What to work on:
1) In the biography of Heinrich Thannhauser, what trade did he learn before becoming a gallery owner?
2) Extend the Heinrich Thannhauser biography with a further passage that picks up after its final sentence.

Document excerpt:
Heinrich Thannhauser (born February 16, 1859 in Hürben, today a district of Krumbach (Swabia); died 1934 on the German-Swiss border) was a German gallery owner and art collector. As an art dealer, he was one of the most important promoters of early Expressionist art in Germany.

Life 

The Jewish Thannhauser family came from Mönchsdeggingen. Heinrich Thannhauser first learned the profession of a tailor. He founded his Munich Modern Gallery  (Moderne Galerie)in 1904. At first he exhibited the artworks of French Impressionists such as Édouard Manet, Edgar Degas and Paul Gauguin. Later works by Pablo Picasso and Georges Braque were added.

In 1909, Thannhauser separated from his partner Franz Josef Brakl and continued to run the gallery under the name Galerie Thannhauser. The first exhibition of the Neue Künstlervereinigung München took place in the Arco-Palais in the same year. In 1911 he began collaborating with Der Blaue Reiter. In 1918 he had himself painted in Berlin simultaneously by Lovis Corinth and by Max Liebermann; the one he sat for a portrait in the morning, the other in the afternoon.

In 1920  his nephew Siegfried Rosengart opened a branch of the gallery in Lucerne.

In 1934 in attempting to flee from the Nazis to Switzerland, Thannhauser died of a stroke at the border.

Family 
His son Justin Thannhauser, who was also an art dealer, established branches in Lucerne (1919) and Berlin (1927). The parent company in the Arco-Palais, Theatinerstraße 7 in Munich, was dissolved in 1928. 

In 1937, the National Socialists confiscated the holdings. Justin Thannhauser emigrated to Paris, where he ran a gallery until 1941. Its inventory of artworks was confiscated during the Nazi occupation of Paris. Justin Thannhauser managed to escape to New York, where he continued to deal in art. In 1963 Justin Thannhauser donated his private collection as well as that of his father, Heinrich, to the Guggenheim Museum, New York, where a room commemorates him.

Data shown:

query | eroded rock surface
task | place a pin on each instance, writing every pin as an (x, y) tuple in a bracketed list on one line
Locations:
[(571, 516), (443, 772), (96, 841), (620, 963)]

In response:
1) He first trained as a tailor.

2)
Heinrich Thannhauser's daughter, Trude Thannhauser Beyer, also collected art.

Literature 

 Mario-Andreas von Lüttichau: Die Moderne Galerie Heinrich Thannhauser in München. In: Henrike Junge (Hrsg.): Avantgarde und Publikum: Zur Rezeption avantgardistischer Kunst in Deutschland 1905–1933. Böhlau, Köln, Weimar, Wien 1992.
 Thannhauser. Händler, Sammler, Stifter. Hrsg. v. Zentralarchiv des internationalen Kunsthandels e. V. ZADIK und SK Stiftung Kultur der Sparkasse KölnBonn. Sediment – Mitteilungen zur Geschichte des Kunsthandels, 11. Verlag für Moderne Kunst, Nürnberg 2006
 Emily D. Bilski: Die „Moderne Galerie“ von Heinrich Thannhauser / The „Moderne Galerie“ of Heinrich Thannhauser. Sammelbilder / Collecting Images, 6. Minerva, München 2008. (Zur gleichnamigen Ausstellung. Jüdisches Museum München, 30. Januar 2008 – 25. Mai 2008.)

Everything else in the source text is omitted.